# SOURCE DOCUMENT

────────────────────

On 21 Mar 2003 16:51:15 -0800, [EMAIL PROTECTED] (Dennis Roberts) wrote:

> At 09:55 PM 3/21/03 +0000, Jerry Dallal wrote:
> >dennis roberts wrote:
> >
> > > could someone give an example or two ... of how p values have really
> > > advanced our knowledge and understanding of some particular phenomenon?
> >
> >Pick up any issue of JAMA or NEJM.
> 
> no ... that is not sufficient ... just to look at a journal ... where p 
> values are used ... does not answer the question above ... that's circular 
> and just shows HOW they are used ... not what benefit is derived FROM there use
> 
> i would like an example or two where ... one can make a cogent argument 
> that p ... in it's own right ... helps us understand the SIZE of an effect 
> ... the IMPORTANCE of an effect ... the PRACTICAL benefit of an effect
> 
> maybe you could select one or two instances from an issue of the journal 
> ... and lay them out in a post?

Here's my selection of instances.

────────────────────

# PROVIDED MATERIAL
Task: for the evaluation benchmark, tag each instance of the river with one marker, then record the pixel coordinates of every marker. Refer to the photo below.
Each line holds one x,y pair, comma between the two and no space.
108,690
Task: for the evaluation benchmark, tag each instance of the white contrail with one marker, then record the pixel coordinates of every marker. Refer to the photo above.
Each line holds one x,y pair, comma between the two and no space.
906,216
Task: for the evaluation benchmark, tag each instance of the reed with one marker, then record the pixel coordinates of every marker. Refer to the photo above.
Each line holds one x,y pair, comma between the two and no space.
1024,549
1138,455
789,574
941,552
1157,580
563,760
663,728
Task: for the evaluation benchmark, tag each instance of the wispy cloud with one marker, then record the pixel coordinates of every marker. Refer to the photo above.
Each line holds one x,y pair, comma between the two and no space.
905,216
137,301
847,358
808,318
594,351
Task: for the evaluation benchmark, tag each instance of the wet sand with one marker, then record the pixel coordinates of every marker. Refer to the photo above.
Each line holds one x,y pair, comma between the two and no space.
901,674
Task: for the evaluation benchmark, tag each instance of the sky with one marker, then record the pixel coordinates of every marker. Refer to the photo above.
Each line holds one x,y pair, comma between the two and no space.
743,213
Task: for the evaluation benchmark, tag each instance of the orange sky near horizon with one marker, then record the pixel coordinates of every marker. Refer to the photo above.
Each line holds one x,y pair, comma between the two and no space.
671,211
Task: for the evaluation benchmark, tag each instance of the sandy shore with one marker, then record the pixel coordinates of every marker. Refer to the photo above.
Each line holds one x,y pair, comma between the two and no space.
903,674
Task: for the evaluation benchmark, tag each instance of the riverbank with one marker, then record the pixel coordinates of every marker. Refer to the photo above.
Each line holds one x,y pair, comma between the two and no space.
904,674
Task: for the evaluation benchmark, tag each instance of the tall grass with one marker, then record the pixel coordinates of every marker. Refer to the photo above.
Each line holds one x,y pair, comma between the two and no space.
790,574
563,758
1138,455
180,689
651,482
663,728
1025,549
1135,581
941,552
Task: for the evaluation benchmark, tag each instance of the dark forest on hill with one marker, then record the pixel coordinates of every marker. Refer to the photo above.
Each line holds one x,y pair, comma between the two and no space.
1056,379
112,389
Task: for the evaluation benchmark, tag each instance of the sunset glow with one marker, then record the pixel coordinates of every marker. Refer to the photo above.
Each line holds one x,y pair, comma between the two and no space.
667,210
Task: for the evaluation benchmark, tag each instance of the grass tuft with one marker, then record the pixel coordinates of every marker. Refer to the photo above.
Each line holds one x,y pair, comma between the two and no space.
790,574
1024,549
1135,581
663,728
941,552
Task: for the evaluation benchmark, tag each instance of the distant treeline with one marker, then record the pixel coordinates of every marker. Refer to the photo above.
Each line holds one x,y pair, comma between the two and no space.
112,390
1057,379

────────────────────

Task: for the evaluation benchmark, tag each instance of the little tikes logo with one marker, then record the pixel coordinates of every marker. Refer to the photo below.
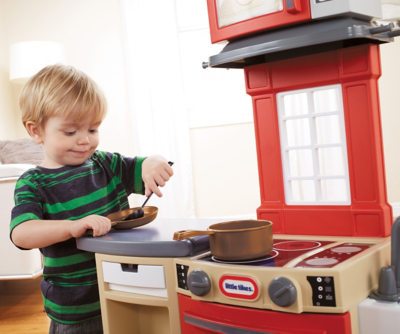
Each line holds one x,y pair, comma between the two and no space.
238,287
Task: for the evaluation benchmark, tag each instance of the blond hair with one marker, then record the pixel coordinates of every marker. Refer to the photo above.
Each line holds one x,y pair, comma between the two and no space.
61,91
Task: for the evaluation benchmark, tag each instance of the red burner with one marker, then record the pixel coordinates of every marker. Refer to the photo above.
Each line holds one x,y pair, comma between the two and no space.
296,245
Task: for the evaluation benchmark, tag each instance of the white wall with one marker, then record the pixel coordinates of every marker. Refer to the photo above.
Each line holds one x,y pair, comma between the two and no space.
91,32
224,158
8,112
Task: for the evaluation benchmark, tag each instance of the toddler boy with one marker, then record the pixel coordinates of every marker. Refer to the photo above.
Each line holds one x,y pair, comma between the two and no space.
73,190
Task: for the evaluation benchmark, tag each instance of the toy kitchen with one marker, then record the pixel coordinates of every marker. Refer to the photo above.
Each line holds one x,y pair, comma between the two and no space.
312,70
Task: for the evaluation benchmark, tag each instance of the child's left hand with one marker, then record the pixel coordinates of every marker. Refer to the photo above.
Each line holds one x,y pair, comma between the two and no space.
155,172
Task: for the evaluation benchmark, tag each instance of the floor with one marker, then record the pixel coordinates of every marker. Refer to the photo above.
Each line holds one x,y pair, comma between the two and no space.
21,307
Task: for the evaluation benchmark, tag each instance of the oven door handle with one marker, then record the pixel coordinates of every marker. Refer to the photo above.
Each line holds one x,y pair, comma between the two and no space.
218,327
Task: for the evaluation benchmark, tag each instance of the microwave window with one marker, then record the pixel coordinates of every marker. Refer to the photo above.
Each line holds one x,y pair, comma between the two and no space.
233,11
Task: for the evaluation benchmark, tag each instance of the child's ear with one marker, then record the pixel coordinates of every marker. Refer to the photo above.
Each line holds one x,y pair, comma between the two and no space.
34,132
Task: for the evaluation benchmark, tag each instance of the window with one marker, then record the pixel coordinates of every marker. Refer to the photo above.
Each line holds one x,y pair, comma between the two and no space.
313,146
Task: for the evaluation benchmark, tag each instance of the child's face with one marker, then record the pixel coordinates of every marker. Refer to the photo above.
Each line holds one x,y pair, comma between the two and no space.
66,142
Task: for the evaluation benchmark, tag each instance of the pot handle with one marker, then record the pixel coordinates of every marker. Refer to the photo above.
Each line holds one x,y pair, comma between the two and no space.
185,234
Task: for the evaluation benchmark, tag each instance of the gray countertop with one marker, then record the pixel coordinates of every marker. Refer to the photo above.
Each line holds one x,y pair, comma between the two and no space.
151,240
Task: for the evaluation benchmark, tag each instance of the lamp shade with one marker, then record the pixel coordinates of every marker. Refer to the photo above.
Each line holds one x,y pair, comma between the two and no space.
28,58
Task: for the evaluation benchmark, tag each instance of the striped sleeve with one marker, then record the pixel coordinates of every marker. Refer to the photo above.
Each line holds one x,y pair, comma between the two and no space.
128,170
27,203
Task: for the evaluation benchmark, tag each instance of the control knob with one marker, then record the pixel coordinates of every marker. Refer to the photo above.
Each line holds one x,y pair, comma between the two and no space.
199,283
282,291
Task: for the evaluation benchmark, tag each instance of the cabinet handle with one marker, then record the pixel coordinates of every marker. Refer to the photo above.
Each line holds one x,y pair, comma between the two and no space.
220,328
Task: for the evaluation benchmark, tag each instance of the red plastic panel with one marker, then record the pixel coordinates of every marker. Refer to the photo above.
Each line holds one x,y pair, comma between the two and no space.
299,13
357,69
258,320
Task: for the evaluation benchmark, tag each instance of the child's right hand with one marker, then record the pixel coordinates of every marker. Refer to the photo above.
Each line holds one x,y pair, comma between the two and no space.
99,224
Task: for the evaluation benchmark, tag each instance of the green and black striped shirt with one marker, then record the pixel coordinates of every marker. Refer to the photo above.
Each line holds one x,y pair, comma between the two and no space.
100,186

────────────────────

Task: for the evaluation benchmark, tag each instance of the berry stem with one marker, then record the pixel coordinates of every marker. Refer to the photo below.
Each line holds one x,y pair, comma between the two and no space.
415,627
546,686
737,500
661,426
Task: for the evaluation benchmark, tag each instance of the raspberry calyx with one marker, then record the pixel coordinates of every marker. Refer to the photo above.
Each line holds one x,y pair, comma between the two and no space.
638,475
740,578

────────────────────

# EXERCISE TASKS
[1] Answer these questions using the thread about p values:
(a) Which two journals does Jerry Dallal tell the reader to pick up an issue of?
(b) Which three qualities of an effect does Dennis Roberts want p to help us understand?
(c) At what time, including the zone offset, did Jerry Dallal write his message?
[2] Copy the passage of the thread about p values that starts at "On 21 Mar 2003" and ends at "some particular phenomenon?".
The records are separate material and have no connection to the thread about p values.

# OUTPUTS
[1]
(a) JAMA or NEJM.
(b) The size of an effect, the importance of an effect, and the practical benefit of an effect.
(c) 09:55 PM, +0000.

[2]
On 21 Mar 2003 16:51:15 -0800, [EMAIL PROTECTED] (Dennis Roberts) wrote:

> At 09:55 PM 3/21/03 +0000, Jerry Dallal wrote:
> >dennis roberts wrote:
> >
> > > could someone give an example or two ... of how p values have really
> > > advanced our knowledge and understanding of some particular phenomenon?